**REQUIREMENTS:** Revise the records below by replacing "rough stone wall facing" with "rubble stone cladding" everywhere it occurs, leaving every other line as it is.

**MATERIAL SHOWN:**

%%

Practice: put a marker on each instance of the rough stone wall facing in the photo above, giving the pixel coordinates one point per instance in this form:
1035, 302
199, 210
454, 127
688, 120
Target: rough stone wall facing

%%

**EXERCISE RESPONSE:**
Practice: put a marker on each instance of the rubble stone cladding in the photo above, giving the pixel coordinates one point per instance in this form:
1035, 302
199, 210
454, 127
688, 120
Target: rubble stone cladding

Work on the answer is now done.